Texte du document:
┌──
Voilà peut-être la première fois que je me heurte, chez Herzog, à un contraste aussi fort entre le contenu, passionnant, et la forme, qui me laisse plus circonspect. Clairement, le film n'est pas assez bizarre, ésotérique, hallucinatoire, abstrait, comme pouvait l'être par exemple "Fata Morgana", pour l'appréhender comme une expérience sensorielle. Il m'a manqué ici une passerelle entre le propos qui progressivement s'éclaircit (à la fois à l'échelle du film et à mesure qu'on parcourt l'œuvre de Herzog) et ses modalités d'expression. Une petite clé faisant défaut, une quantité presque dérisoire pour propulser cette (vision de l')histoire de Kaspar Hauser vers d'autres horizons.


Comme le précise Hervé Aubron en introduction du film (chez Potemkine), l'histoire d'un enfant sauvage avait déjà été abordée 4 ans avant par François Truffaut, mais dans des considérations radicalement différentes. Ce qui intéresse Herzog, ce ne sont pas les influences passées du "sauvage" (il n'en avait pour ainsi dire presque pas, son univers se résumant à une cave, de la paille, un jouet, et de la nourriture régulièrement et anonymement amenée) ni comment son humanité va réapparaître au contact de ses semblables. On est beaucoup plus proche ici de l'allégorie de la caverne énoncée par Platon, comme l'un des rêves (la révélation d'un mirage dans le désert du Sahara) de Kaspar Hauser semble l'indiquer. Il y a d'un côté le sensible, et de l'autre l'intelligible, avec entre les deux un monde en proie aux illusions (et illusionnistes), aux manipulations (et manipulateurs), et au mensonges (et menteurs).
└──
Données fournies:
┌──
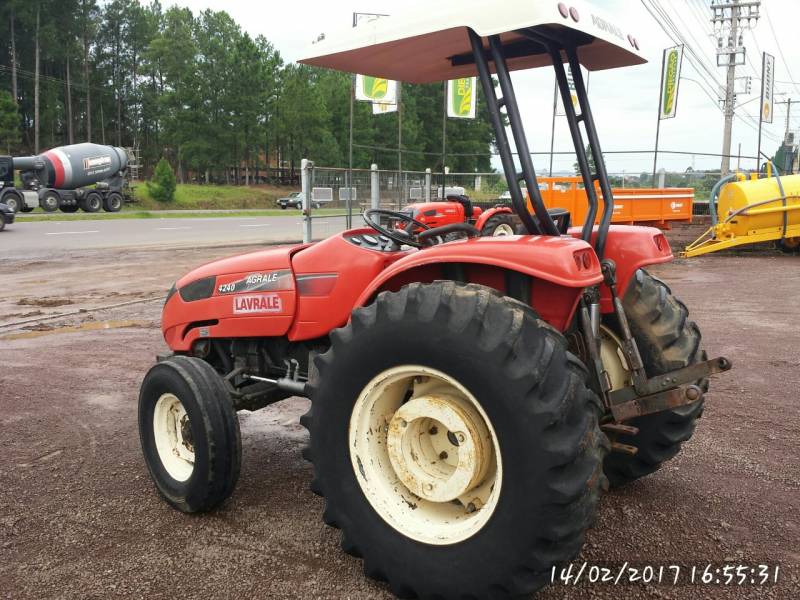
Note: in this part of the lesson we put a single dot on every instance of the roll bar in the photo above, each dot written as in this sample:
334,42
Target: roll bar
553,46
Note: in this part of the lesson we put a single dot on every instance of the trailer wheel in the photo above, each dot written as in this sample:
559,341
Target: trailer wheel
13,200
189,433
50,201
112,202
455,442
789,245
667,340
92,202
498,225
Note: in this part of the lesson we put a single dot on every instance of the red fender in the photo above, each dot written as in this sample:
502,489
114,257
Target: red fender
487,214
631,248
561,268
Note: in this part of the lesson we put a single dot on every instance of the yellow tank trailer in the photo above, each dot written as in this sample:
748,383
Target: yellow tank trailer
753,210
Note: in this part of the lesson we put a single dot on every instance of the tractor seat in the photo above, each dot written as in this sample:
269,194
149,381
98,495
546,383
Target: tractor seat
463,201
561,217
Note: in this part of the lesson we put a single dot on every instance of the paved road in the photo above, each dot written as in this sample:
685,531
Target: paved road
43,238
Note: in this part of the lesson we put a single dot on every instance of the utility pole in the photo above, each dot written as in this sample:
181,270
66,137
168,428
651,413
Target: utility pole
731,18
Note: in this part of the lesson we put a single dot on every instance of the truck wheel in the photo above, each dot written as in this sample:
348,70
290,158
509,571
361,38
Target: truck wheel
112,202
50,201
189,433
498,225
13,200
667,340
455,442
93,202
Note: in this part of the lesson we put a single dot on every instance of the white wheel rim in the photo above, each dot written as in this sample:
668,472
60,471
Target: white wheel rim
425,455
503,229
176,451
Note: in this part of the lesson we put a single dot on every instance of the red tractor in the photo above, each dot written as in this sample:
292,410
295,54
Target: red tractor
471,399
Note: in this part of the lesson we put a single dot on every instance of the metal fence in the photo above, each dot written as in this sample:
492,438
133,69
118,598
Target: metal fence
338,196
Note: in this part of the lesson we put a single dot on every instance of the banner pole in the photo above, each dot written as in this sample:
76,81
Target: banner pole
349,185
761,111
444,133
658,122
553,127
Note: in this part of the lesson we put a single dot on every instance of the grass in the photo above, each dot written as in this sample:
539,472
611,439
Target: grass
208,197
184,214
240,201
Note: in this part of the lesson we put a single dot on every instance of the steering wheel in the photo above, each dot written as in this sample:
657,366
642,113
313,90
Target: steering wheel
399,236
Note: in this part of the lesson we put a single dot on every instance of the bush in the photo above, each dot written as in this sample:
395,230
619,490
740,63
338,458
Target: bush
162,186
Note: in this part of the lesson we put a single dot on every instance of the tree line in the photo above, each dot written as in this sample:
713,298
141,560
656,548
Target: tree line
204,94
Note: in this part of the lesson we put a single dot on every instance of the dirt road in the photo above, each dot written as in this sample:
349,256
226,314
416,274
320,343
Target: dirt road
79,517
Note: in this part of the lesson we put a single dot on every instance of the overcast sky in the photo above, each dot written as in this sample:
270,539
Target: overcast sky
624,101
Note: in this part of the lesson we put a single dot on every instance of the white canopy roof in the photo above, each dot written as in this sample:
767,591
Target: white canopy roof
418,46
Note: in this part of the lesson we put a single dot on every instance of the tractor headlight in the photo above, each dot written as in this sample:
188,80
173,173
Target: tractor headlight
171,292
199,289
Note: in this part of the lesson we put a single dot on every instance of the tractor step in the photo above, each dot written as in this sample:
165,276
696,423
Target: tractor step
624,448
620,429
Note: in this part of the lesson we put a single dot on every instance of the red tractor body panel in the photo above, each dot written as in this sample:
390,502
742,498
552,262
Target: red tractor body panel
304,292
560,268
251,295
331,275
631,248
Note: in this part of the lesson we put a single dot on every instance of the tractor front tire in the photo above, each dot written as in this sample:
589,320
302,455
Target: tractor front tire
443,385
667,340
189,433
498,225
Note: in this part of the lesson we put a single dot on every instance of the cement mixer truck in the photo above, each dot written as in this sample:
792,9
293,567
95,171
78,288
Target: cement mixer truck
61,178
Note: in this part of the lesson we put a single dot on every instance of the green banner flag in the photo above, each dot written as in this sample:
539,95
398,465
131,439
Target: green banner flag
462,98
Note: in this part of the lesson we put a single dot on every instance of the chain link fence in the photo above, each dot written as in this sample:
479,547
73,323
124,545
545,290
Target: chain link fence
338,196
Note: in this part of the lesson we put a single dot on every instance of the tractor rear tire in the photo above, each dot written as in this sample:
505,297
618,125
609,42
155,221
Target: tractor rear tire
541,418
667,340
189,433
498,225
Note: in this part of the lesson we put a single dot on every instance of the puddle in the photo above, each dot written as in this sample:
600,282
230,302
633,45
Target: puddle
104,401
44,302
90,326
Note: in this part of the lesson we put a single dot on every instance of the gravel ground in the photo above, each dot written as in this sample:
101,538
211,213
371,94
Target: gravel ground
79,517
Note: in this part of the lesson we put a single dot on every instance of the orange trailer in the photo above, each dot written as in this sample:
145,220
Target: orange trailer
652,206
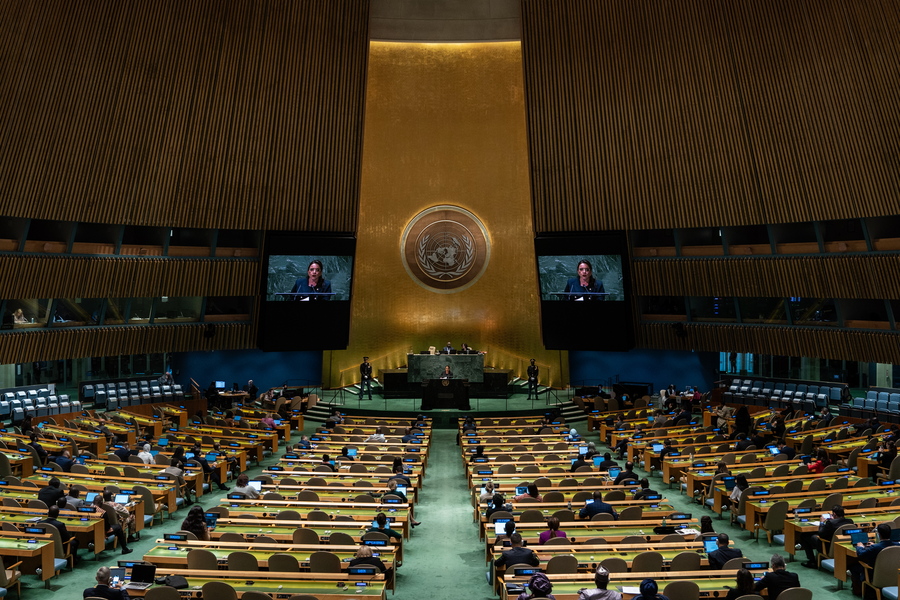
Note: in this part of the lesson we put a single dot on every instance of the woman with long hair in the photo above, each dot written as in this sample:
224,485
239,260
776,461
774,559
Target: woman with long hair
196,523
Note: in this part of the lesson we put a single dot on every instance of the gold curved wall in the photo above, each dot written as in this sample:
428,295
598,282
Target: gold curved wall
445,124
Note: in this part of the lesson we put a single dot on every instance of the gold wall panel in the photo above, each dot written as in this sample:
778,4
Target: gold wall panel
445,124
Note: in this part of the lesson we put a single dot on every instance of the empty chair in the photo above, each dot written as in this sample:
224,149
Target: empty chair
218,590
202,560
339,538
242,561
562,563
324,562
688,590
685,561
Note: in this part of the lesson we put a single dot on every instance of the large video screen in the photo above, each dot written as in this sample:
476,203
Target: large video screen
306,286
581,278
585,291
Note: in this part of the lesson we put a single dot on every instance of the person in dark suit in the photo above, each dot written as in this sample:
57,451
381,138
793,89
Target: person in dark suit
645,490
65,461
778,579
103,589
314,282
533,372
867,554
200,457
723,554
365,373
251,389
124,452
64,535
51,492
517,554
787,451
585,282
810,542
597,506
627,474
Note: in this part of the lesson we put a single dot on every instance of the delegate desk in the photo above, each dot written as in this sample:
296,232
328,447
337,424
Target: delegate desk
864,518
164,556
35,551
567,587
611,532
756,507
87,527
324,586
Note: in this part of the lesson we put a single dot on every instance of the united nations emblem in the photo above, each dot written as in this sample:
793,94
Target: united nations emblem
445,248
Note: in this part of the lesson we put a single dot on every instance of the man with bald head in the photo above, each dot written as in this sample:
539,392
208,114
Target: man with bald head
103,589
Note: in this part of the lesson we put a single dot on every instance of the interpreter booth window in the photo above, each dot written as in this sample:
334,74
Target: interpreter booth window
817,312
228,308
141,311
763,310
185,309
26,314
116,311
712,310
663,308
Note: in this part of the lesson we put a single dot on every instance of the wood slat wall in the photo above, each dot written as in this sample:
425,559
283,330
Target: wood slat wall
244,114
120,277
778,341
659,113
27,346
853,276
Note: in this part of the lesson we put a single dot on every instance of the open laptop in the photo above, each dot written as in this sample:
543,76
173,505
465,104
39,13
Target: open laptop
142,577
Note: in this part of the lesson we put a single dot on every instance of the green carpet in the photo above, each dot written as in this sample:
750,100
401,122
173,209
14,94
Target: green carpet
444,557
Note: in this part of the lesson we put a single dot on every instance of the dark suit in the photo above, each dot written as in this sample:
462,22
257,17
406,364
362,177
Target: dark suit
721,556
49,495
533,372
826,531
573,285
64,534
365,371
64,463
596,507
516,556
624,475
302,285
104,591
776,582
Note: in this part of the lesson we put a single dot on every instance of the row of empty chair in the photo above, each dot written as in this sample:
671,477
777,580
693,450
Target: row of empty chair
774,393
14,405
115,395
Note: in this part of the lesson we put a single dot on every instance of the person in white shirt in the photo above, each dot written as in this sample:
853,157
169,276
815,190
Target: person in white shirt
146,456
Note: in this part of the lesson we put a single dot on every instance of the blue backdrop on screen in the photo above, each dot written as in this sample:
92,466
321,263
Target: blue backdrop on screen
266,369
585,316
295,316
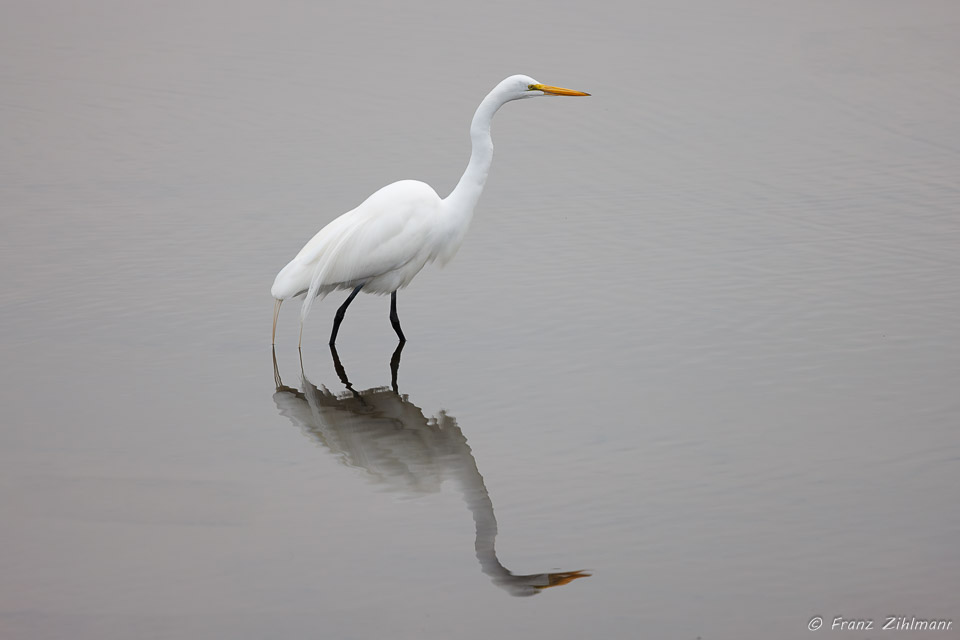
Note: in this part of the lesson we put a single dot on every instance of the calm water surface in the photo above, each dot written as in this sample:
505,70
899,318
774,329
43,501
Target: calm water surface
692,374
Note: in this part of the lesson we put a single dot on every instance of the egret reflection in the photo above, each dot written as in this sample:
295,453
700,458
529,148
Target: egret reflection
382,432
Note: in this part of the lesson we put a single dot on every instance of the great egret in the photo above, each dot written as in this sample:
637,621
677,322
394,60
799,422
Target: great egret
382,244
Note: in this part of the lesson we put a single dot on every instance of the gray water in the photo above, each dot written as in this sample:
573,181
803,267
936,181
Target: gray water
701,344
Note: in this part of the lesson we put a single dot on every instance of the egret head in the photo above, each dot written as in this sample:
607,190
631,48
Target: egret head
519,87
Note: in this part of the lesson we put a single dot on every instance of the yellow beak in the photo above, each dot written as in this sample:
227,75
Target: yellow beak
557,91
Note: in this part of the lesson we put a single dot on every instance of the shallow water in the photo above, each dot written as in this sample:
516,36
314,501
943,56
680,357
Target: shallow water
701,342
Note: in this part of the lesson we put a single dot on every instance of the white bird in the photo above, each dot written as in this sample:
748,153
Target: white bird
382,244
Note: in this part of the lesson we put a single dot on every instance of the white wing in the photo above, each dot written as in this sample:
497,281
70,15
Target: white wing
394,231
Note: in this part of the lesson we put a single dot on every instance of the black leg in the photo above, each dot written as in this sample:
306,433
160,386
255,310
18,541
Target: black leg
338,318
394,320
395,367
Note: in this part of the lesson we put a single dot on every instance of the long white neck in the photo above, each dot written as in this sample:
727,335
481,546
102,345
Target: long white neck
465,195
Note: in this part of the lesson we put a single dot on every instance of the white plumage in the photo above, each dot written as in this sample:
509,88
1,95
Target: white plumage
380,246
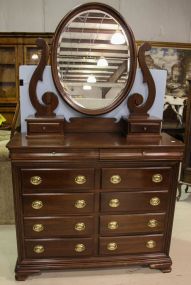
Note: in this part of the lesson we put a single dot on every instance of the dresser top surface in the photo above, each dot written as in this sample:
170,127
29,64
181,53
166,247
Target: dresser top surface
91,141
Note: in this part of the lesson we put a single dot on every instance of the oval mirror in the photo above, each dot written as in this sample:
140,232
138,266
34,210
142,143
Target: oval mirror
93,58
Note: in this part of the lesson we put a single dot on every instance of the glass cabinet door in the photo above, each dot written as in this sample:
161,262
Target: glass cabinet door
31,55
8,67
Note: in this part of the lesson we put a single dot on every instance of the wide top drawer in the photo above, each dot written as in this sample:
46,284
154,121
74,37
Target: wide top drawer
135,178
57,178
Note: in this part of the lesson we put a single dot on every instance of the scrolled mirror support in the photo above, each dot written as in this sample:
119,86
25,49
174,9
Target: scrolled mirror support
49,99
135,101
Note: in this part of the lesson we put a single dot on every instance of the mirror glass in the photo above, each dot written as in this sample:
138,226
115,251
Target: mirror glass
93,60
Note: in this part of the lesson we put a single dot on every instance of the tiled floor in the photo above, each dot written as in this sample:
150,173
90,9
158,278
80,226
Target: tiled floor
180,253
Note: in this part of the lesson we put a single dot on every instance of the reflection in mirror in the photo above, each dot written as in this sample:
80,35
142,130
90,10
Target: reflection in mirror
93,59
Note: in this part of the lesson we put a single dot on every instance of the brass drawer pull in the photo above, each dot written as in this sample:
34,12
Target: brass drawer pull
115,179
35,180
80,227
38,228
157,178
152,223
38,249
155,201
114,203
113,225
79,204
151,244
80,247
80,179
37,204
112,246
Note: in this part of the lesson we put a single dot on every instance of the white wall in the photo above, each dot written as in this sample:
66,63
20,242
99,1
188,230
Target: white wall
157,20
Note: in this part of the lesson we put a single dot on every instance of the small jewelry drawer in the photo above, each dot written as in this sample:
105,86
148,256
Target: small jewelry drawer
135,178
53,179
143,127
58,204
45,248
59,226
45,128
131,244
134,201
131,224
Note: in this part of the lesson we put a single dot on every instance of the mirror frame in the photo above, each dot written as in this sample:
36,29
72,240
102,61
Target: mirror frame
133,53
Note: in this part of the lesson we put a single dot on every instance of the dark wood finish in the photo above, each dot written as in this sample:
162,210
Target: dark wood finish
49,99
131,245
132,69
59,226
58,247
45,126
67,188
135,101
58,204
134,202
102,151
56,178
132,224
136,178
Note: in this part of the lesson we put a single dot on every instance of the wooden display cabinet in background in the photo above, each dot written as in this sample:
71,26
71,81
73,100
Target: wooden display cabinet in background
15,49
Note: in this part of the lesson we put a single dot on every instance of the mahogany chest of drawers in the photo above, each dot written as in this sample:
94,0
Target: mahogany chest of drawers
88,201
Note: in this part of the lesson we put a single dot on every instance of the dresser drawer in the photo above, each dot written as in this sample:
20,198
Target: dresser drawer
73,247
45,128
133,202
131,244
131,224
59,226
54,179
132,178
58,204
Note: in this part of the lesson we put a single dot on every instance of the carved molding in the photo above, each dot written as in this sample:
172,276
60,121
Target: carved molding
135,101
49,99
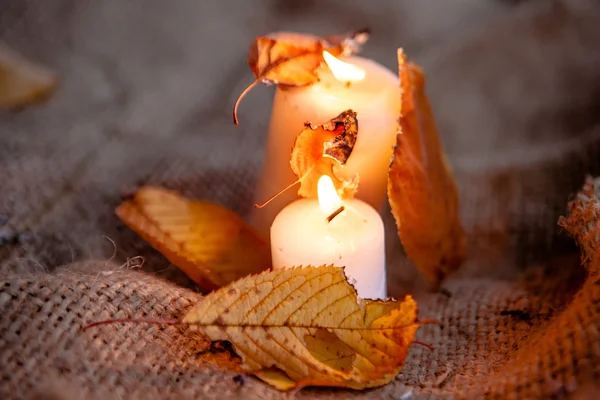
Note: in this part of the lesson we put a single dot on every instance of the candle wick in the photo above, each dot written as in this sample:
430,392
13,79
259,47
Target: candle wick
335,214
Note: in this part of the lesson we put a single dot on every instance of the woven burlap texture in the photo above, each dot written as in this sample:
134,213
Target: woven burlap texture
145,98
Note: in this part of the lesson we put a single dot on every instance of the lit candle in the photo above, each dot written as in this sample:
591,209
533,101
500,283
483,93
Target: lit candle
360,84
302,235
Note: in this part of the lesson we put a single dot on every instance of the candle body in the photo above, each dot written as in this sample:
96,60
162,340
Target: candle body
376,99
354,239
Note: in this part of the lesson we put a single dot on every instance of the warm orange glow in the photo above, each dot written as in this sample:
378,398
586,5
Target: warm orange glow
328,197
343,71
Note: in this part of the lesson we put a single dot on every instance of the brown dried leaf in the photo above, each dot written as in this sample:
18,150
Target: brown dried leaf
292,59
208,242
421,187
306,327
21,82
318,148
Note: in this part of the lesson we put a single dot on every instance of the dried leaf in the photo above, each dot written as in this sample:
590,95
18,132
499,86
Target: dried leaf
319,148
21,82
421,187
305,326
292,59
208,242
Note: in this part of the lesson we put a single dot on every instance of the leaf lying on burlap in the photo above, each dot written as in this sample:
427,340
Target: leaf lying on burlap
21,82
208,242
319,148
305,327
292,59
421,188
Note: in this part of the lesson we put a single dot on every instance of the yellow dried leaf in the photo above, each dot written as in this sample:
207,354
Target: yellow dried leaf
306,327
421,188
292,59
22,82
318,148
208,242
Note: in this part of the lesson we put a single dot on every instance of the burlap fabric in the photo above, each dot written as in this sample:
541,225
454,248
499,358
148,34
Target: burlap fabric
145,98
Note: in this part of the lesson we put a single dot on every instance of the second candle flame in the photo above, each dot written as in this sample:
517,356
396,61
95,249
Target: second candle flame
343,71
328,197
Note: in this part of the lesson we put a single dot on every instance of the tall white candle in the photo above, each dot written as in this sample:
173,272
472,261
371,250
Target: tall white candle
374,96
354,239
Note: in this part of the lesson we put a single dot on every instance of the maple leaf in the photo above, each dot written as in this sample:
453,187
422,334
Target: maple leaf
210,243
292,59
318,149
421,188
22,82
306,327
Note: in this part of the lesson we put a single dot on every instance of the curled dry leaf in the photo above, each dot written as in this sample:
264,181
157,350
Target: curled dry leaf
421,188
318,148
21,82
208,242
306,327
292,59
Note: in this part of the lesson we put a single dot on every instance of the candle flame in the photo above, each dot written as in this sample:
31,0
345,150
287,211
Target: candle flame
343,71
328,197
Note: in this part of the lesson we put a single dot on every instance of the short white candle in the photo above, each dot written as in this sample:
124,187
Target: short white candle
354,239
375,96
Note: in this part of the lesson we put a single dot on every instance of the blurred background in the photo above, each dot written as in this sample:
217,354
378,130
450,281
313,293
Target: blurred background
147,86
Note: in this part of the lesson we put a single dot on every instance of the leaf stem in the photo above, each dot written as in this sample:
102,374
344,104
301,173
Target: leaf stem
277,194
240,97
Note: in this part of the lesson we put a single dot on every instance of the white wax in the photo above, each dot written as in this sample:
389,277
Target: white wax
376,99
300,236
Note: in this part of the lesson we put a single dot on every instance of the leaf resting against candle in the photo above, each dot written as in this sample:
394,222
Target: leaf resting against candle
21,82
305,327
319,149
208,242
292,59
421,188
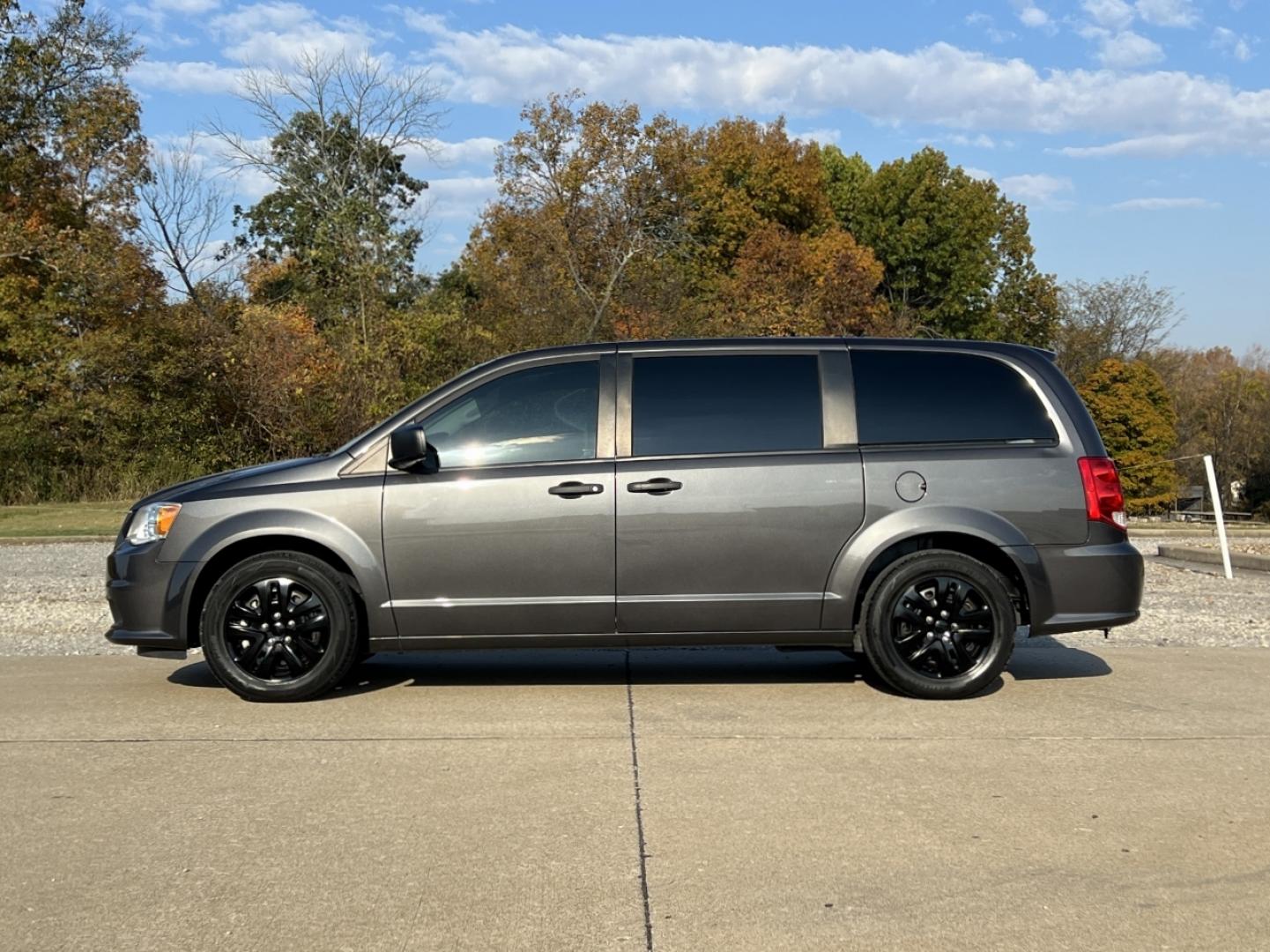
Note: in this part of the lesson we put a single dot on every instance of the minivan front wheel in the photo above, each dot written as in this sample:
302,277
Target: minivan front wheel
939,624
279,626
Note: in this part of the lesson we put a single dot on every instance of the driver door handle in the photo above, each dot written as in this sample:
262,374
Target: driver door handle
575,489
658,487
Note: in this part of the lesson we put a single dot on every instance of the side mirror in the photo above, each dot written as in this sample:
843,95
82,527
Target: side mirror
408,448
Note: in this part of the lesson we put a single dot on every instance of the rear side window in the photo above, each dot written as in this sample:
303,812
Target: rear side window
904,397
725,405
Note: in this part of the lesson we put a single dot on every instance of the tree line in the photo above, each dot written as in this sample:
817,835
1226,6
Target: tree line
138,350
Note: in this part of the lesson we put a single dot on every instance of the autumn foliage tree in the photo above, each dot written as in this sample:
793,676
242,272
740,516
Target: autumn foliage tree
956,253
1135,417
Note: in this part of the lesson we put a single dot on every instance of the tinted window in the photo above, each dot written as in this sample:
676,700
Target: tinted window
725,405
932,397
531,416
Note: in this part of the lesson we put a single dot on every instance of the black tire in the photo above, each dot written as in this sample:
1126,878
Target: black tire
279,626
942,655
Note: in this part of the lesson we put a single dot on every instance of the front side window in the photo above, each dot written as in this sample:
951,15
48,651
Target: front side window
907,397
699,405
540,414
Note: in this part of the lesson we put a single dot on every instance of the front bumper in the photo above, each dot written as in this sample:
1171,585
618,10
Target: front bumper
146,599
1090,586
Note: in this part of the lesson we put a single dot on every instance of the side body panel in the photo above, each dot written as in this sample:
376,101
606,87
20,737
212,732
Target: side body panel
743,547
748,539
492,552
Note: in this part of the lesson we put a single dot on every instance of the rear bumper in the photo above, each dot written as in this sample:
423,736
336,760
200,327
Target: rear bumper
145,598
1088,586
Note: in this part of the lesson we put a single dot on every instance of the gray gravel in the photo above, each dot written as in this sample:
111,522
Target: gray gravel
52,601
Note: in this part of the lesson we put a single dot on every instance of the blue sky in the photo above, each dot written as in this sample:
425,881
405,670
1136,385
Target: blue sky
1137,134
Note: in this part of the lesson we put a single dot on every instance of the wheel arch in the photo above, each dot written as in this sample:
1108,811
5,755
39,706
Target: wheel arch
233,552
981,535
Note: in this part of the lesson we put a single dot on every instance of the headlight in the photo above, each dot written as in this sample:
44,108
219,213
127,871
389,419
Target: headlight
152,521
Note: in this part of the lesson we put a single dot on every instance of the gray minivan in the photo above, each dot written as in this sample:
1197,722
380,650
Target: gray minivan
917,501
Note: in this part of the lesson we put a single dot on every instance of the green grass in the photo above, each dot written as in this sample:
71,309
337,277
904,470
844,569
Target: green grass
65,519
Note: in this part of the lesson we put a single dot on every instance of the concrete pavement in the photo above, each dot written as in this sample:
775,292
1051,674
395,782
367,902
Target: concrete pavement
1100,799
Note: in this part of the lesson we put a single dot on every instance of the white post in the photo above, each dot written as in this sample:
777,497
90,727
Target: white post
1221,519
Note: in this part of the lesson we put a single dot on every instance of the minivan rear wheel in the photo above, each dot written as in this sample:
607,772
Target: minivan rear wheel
└──
Consigne:
D'après la critique du film de Herzog, qui avait déjà abordé l'histoire d'un enfant sauvage quatre ans avant, s'il vous plaît ?

Réponse attendue:
François Truffaut.